— Begin Records —

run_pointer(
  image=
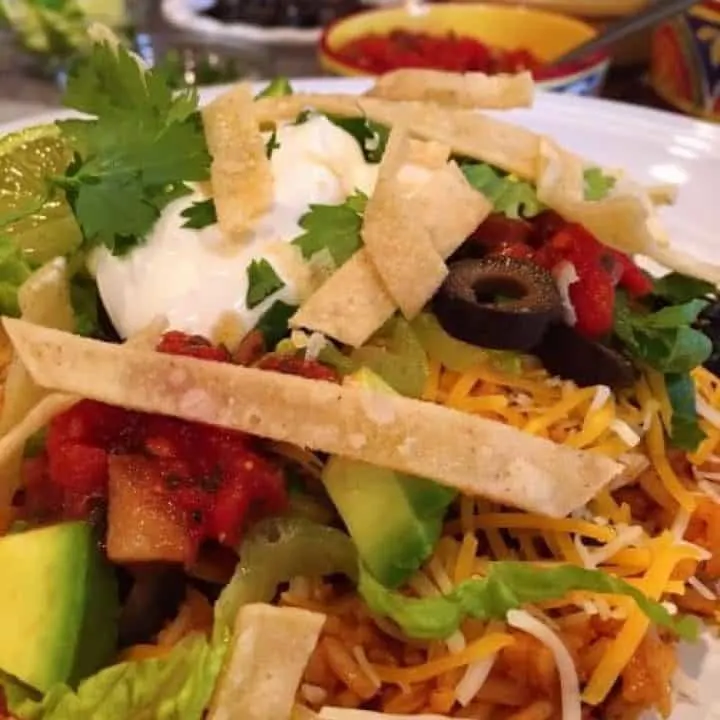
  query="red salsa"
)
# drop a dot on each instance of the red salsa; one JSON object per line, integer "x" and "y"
{"x": 377, "y": 54}
{"x": 207, "y": 478}
{"x": 549, "y": 241}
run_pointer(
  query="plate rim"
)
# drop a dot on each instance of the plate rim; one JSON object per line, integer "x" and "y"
{"x": 633, "y": 120}
{"x": 579, "y": 106}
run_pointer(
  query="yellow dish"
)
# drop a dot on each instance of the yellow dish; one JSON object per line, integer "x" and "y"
{"x": 545, "y": 34}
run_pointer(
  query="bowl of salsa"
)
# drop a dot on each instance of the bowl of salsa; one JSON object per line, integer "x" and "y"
{"x": 464, "y": 38}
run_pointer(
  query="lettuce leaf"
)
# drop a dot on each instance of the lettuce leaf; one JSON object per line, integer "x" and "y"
{"x": 508, "y": 585}
{"x": 178, "y": 685}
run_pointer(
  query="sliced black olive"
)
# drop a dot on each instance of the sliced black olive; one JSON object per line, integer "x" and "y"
{"x": 154, "y": 598}
{"x": 567, "y": 354}
{"x": 498, "y": 302}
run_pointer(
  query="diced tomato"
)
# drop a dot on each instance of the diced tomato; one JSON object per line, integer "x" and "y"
{"x": 593, "y": 295}
{"x": 499, "y": 230}
{"x": 456, "y": 53}
{"x": 632, "y": 278}
{"x": 178, "y": 343}
{"x": 292, "y": 365}
{"x": 208, "y": 478}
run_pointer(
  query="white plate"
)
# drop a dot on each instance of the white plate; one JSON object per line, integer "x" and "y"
{"x": 654, "y": 147}
{"x": 187, "y": 15}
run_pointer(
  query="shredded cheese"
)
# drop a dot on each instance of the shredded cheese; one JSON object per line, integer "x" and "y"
{"x": 531, "y": 521}
{"x": 569, "y": 683}
{"x": 701, "y": 589}
{"x": 476, "y": 673}
{"x": 623, "y": 647}
{"x": 477, "y": 650}
{"x": 466, "y": 557}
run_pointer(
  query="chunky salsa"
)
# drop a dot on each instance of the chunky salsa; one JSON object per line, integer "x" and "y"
{"x": 205, "y": 479}
{"x": 550, "y": 241}
{"x": 377, "y": 54}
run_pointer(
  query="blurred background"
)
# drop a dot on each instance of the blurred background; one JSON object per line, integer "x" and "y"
{"x": 675, "y": 66}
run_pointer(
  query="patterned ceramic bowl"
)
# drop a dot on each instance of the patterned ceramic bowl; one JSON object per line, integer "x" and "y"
{"x": 685, "y": 66}
{"x": 547, "y": 35}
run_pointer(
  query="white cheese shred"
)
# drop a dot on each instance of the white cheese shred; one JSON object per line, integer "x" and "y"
{"x": 474, "y": 678}
{"x": 625, "y": 432}
{"x": 569, "y": 683}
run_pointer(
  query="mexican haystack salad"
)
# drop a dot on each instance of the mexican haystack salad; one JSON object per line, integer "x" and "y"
{"x": 345, "y": 407}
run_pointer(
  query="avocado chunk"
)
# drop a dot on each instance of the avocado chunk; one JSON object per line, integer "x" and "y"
{"x": 394, "y": 519}
{"x": 58, "y": 606}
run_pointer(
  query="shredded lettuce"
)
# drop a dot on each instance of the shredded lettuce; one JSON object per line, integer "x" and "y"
{"x": 178, "y": 685}
{"x": 508, "y": 585}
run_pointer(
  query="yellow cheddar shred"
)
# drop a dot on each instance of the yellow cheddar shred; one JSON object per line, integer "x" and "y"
{"x": 477, "y": 650}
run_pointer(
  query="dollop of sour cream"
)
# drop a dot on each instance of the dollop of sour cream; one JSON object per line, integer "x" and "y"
{"x": 197, "y": 279}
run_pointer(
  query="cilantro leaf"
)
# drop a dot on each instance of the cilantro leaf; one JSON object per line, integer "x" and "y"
{"x": 279, "y": 87}
{"x": 200, "y": 214}
{"x": 507, "y": 586}
{"x": 302, "y": 117}
{"x": 513, "y": 198}
{"x": 685, "y": 431}
{"x": 15, "y": 269}
{"x": 371, "y": 136}
{"x": 135, "y": 157}
{"x": 677, "y": 288}
{"x": 333, "y": 227}
{"x": 273, "y": 323}
{"x": 263, "y": 282}
{"x": 663, "y": 340}
{"x": 597, "y": 184}
{"x": 85, "y": 299}
{"x": 272, "y": 144}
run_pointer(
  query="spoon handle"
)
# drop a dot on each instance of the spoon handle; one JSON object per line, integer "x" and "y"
{"x": 655, "y": 12}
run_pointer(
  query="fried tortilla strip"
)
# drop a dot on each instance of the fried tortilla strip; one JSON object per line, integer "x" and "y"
{"x": 625, "y": 220}
{"x": 398, "y": 244}
{"x": 48, "y": 406}
{"x": 274, "y": 110}
{"x": 463, "y": 90}
{"x": 241, "y": 178}
{"x": 270, "y": 648}
{"x": 468, "y": 133}
{"x": 476, "y": 456}
{"x": 44, "y": 299}
{"x": 350, "y": 305}
{"x": 333, "y": 713}
{"x": 353, "y": 303}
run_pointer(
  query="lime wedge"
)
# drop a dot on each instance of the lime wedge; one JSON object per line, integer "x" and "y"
{"x": 27, "y": 158}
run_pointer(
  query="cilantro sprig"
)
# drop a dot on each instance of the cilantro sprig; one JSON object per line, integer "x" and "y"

— End Records —

Problem statement.
Reproduce the material word for word, minus the images.

Answer to this problem.
run_pointer(
  image=
  query="red salsa"
)
# drop a dot on each instance of the red salsa; one JSON object per line, integer "x" and "y"
{"x": 377, "y": 54}
{"x": 207, "y": 478}
{"x": 549, "y": 241}
run_pointer(
  query="plate rim"
)
# drop a dot on each instance of the plate rim; one JSON object per line, integer "x" and "y"
{"x": 633, "y": 120}
{"x": 579, "y": 106}
run_pointer(
  query="yellow dish"
)
# drop a dot on each instance of the yellow dish; one JSON object per line, integer "x" and "y"
{"x": 545, "y": 34}
run_pointer(
  query="bowl of salsa"
)
# drop a dot on each instance of the bowl of salsa; one JSON object per line, integer "x" and "y"
{"x": 464, "y": 38}
run_pointer(
  query="lettuce leaf"
)
# drop a dot on each instance of the lettuce leaf; one JSON object per line, integer "x" and "y"
{"x": 508, "y": 585}
{"x": 178, "y": 685}
run_pointer(
  query="sliced black olive"
)
# drop a dot on each instance of the sliced black olive; one JSON object per line, integer "x" and "y"
{"x": 154, "y": 598}
{"x": 567, "y": 354}
{"x": 498, "y": 302}
run_pointer(
  query="diced tomato"
)
# drop a dot on each instance of the diced tomato; one JSON object per line, integer "x" and "y"
{"x": 593, "y": 295}
{"x": 499, "y": 230}
{"x": 456, "y": 53}
{"x": 632, "y": 278}
{"x": 178, "y": 343}
{"x": 292, "y": 365}
{"x": 208, "y": 478}
run_pointer(
  query="white plate"
)
# drop a dot on each instance of the white plate; one JSON object per line, integer "x" and "y"
{"x": 654, "y": 147}
{"x": 187, "y": 15}
run_pointer(
  query="shredded cheese"
)
# drop a dot on each instance of the shredded cheese; one JSON object per line, integer "x" and "y"
{"x": 531, "y": 521}
{"x": 569, "y": 683}
{"x": 701, "y": 589}
{"x": 476, "y": 673}
{"x": 623, "y": 647}
{"x": 477, "y": 650}
{"x": 466, "y": 557}
run_pointer(
  query="chunky salsa"
)
# drop a dot on each instance of the chunky salsa; one JSON object per line, integer "x" and "y"
{"x": 205, "y": 479}
{"x": 550, "y": 241}
{"x": 377, "y": 54}
run_pointer(
  query="blurred background"
)
# drop a dot on each instance of the blurred background; one JSON object per line, integer "x" and "y"
{"x": 675, "y": 66}
run_pointer(
  query="patterned ceramic bowl"
)
# drop a dot on each instance of the patterned ceramic bowl; one JSON object per line, integer "x" and "y"
{"x": 685, "y": 66}
{"x": 547, "y": 35}
run_pointer(
  query="white cheese shred"
)
# drop a dot on each instance of the white cheese shred; one JSON object per line, integer "x" and "y"
{"x": 474, "y": 678}
{"x": 625, "y": 432}
{"x": 569, "y": 683}
run_pointer(
  query="mexican haystack salad"
)
# drop a dot on each instance of the mexican haystack salad; one JSON object per line, integer "x" and "y"
{"x": 345, "y": 407}
run_pointer(
  query="avocado chunk"
)
# drop a dot on each instance of the avocado chunk; one JSON object per line, integer "x" and "y"
{"x": 394, "y": 519}
{"x": 58, "y": 606}
run_pointer(
  query="shredded lettuce"
)
# drop a dot on each instance of the shredded lettuce; one JSON object per line, integer "x" and "y"
{"x": 178, "y": 685}
{"x": 508, "y": 585}
run_pointer(
  query="yellow cheddar shred"
)
# drop a dot on each instance of the yellow cheddar shred; one JSON object per line, integer "x" and "y"
{"x": 477, "y": 650}
run_pointer(
  query="dollop of sour cream"
)
# drop a dot on each instance of the dollop of sour cream; one JSON object per line, integer "x" and "y"
{"x": 197, "y": 279}
run_pointer(
  query="cilantro leaf"
)
# drop a dot on each instance of the cilantro leaf; one JSON object per line, integer "x" and "y"
{"x": 279, "y": 87}
{"x": 200, "y": 214}
{"x": 507, "y": 586}
{"x": 302, "y": 117}
{"x": 513, "y": 198}
{"x": 685, "y": 431}
{"x": 15, "y": 269}
{"x": 371, "y": 136}
{"x": 135, "y": 157}
{"x": 677, "y": 288}
{"x": 333, "y": 227}
{"x": 273, "y": 323}
{"x": 263, "y": 282}
{"x": 663, "y": 340}
{"x": 597, "y": 184}
{"x": 85, "y": 299}
{"x": 272, "y": 144}
run_pointer(
  query="spoon handle"
)
# drop a dot on each instance of the spoon handle; one JSON object per line, integer "x" and "y"
{"x": 655, "y": 12}
run_pointer(
  query="fried tortilla strip"
)
# drop a dot on each instance of the fried tortilla strip; one JSON object per line, integer "x" and "y"
{"x": 625, "y": 220}
{"x": 398, "y": 244}
{"x": 48, "y": 406}
{"x": 274, "y": 110}
{"x": 463, "y": 90}
{"x": 241, "y": 178}
{"x": 270, "y": 648}
{"x": 468, "y": 133}
{"x": 476, "y": 456}
{"x": 44, "y": 299}
{"x": 350, "y": 305}
{"x": 333, "y": 713}
{"x": 353, "y": 303}
run_pointer(
  query="lime wedge"
)
# drop a dot on each instance of the lime wedge; one JSON object per line, integer "x" and "y"
{"x": 27, "y": 158}
run_pointer(
  query="cilantro sprig"
)
# drop a dot on each instance of the cilantro sprig; one JSON object per line, integer "x" and "y"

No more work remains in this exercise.